▸ WORK TO DO
Substitute "image-grounding" for each occurrence of "visual-grounding" in the records below, and give them again with everything else unchanged and the pictures left out.

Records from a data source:
* * * * *
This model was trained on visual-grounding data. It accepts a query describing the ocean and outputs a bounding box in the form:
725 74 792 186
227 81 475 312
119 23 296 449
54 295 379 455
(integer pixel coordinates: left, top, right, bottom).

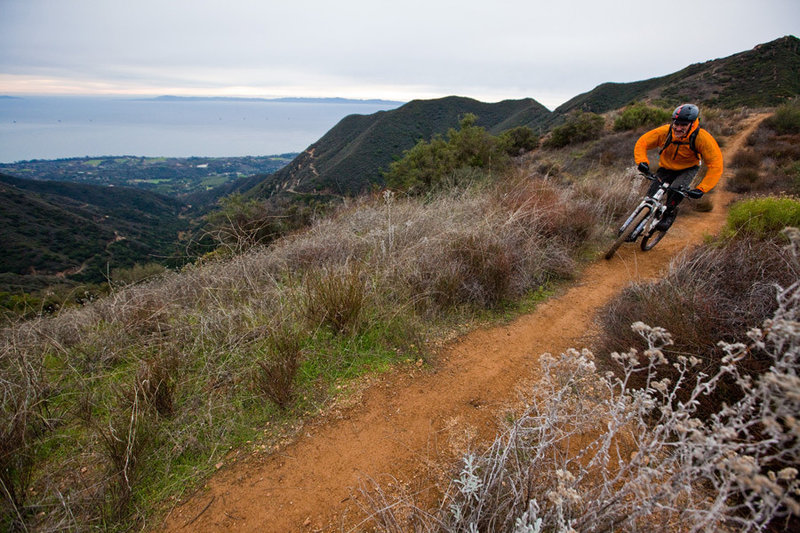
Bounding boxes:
0 96 402 163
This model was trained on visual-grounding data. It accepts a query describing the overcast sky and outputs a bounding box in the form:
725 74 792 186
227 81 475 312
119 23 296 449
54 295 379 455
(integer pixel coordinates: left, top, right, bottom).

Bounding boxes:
0 0 800 109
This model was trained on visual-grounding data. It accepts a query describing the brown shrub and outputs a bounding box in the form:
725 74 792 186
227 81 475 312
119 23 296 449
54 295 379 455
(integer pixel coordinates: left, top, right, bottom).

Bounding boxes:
303 264 368 333
596 235 800 413
726 168 760 193
251 320 304 409
730 149 762 168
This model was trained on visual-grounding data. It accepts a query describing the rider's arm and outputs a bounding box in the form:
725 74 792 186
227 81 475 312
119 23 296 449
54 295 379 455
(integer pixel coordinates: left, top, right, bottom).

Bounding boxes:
633 124 669 165
696 130 722 192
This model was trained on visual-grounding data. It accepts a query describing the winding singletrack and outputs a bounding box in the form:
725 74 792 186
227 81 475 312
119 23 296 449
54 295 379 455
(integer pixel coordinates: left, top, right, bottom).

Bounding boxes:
156 111 765 533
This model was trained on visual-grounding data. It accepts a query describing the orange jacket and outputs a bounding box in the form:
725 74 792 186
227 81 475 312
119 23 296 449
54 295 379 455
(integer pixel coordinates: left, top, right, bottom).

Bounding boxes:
633 120 722 192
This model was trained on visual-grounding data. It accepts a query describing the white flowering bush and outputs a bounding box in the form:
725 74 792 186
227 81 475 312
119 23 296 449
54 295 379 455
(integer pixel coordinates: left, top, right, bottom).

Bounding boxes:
368 230 800 533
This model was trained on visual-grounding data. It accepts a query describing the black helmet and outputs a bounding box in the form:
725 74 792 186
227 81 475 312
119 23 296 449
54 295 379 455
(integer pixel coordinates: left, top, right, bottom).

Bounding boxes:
672 104 700 124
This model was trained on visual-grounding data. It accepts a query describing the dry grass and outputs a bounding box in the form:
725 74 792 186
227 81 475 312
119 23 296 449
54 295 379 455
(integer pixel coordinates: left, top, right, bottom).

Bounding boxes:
0 156 625 531
364 230 800 533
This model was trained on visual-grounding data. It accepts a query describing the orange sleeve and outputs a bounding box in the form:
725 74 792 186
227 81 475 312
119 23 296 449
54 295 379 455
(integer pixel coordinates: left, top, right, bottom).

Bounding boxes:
633 124 669 165
696 130 723 192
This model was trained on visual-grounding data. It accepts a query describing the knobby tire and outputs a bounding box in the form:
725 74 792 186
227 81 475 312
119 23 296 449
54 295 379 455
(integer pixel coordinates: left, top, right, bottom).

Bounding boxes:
606 206 650 259
642 230 667 252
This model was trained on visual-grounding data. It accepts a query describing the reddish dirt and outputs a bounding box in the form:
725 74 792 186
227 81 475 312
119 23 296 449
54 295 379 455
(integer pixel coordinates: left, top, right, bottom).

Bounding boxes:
158 115 763 533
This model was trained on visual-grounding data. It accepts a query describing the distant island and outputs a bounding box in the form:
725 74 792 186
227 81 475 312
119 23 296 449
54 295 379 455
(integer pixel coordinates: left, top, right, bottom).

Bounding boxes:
147 95 406 106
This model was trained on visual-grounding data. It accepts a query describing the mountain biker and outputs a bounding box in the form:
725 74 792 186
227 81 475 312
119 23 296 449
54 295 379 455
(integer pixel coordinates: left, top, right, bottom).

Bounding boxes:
633 104 722 231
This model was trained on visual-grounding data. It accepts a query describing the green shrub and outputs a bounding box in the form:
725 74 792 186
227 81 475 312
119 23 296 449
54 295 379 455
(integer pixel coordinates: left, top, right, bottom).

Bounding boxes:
* * * * *
▸ RESULT OF THE TASK
This model was trained on image-grounding data. It accepts a query describing the ocean and outputs a bounding box in the form:
725 74 792 186
227 81 475 312
119 23 296 449
54 295 379 455
(integer pixel coordinates: left, top, right, bottom).

Bounding boxes:
0 96 402 163
This model was trained on image-grounding data. It accepts a query describing the overcast sky and outputs a bounding box in the form:
725 74 792 186
227 81 475 312
119 23 296 449
54 295 379 455
(integer pixel coordinates: left, top, right, bottom).

Bounding boxes:
0 0 800 109
This model was trained on image-grounding data. It accepts a query describing the brown shrub and outputs a bounding box in the form:
725 74 792 186
227 81 475 312
119 23 296 449
54 295 379 455
(integer pixel coordinates: left, top, right, bottom).

Bounding boxes:
303 264 368 333
596 235 800 413
726 168 760 193
251 320 304 409
730 149 762 168
This model was trained on image-grounding data. It accepts a query describing the rider's arm and outputs a bounding box in the form:
725 74 792 186
227 81 475 312
119 23 296 449
54 295 379 455
(integer pixel coordinates: left, top, right, bottom).

Bounding boxes:
633 124 669 165
696 130 722 192
This model was trained on image-grounding data. It accepts a query describing the winding singletrack and outputs a bounding box in the form:
725 74 792 186
227 81 475 312
119 23 296 449
54 295 379 455
(integer pixel coordinates: left, top, right, bottom).

Bounding boxes:
156 111 765 533
This model was trained on image-grounding data. It accepts a query describing the orange jacket and outputs a bounding box in the form:
725 74 792 186
227 81 475 312
119 23 296 449
54 295 379 455
(integer pixel coordinates: left, top, right, bottom).

Bounding boxes:
633 120 722 192
This model was trained on image-grounding data. It accepts a query describing the white flowering bush and outputs a bounding box in the form:
725 74 792 186
227 81 475 312
119 23 296 449
54 295 379 455
(integer pixel coordinates: left, top, right, bottom).

Bounding boxes:
368 230 800 533
This model was trained on image-grounding data. It accepts a query describing the black helmet and outputs a bounding box in the form:
725 74 792 186
227 81 475 312
119 23 296 449
54 295 379 455
(integer pixel coordinates: left, top, right, bottom).

Bounding boxes:
672 104 700 124
This model was trained on image-grounding data. It accepts a query describing the dry grass and outputs a bounding box in the form:
725 74 792 186
227 81 475 312
119 23 296 449
54 295 379 455
(integer pixel coordinates: left, top, right, bottom).

Bounding boxes:
0 156 625 531
364 230 800 533
This model was trained on image-grounding data. It accepts a query describing the orange sleeve and outputs a bounding box in the form:
725 74 792 186
227 81 475 312
119 23 296 449
54 295 379 455
(integer pixel coordinates: left, top, right, bottom).

Bounding boxes:
633 124 669 165
696 130 723 192
This model was trained on image-grounding data. It accepts a query describing the knobby tire and outputs a bounding box in the form:
725 74 792 186
227 81 475 312
119 23 296 449
54 295 379 455
(integer pixel coordinates: left, top, right, bottom).

Bounding boxes:
606 206 650 259
642 230 667 252
This model was trained on image-grounding data. It accepts a query describing the reddish dirt and outputs a bounding box in the form:
725 74 792 186
227 81 475 312
119 23 296 449
54 295 379 455
(integer pixel coordinates: left, top, right, bottom).

Bounding boxes:
158 115 763 533
This model was trained on image-grounding data. It accepts a query describing the distant island and outputs a bounding box in the form:
725 74 792 186
227 81 475 312
119 23 296 449
54 295 379 455
(integer pixel coordinates: left, top, right, bottom).

Bounding boxes:
147 95 406 106
This model was trained on image-grounding data. It accepts a query describing the mountain biker and outputs a bounding box in the form:
725 74 792 186
227 81 475 312
119 23 296 449
54 295 379 455
(integer pixel coordinates: left, top, right, bottom).

Bounding boxes:
633 104 722 231
This model was trained on image-grounding data. It accepts a query describing the green shrub and outputs a bounding box in the form:
725 74 792 186
227 81 475 312
119 23 296 449
54 295 379 455
(integer pixel coordinates: left, top, right, bottom).

Bounding boxes:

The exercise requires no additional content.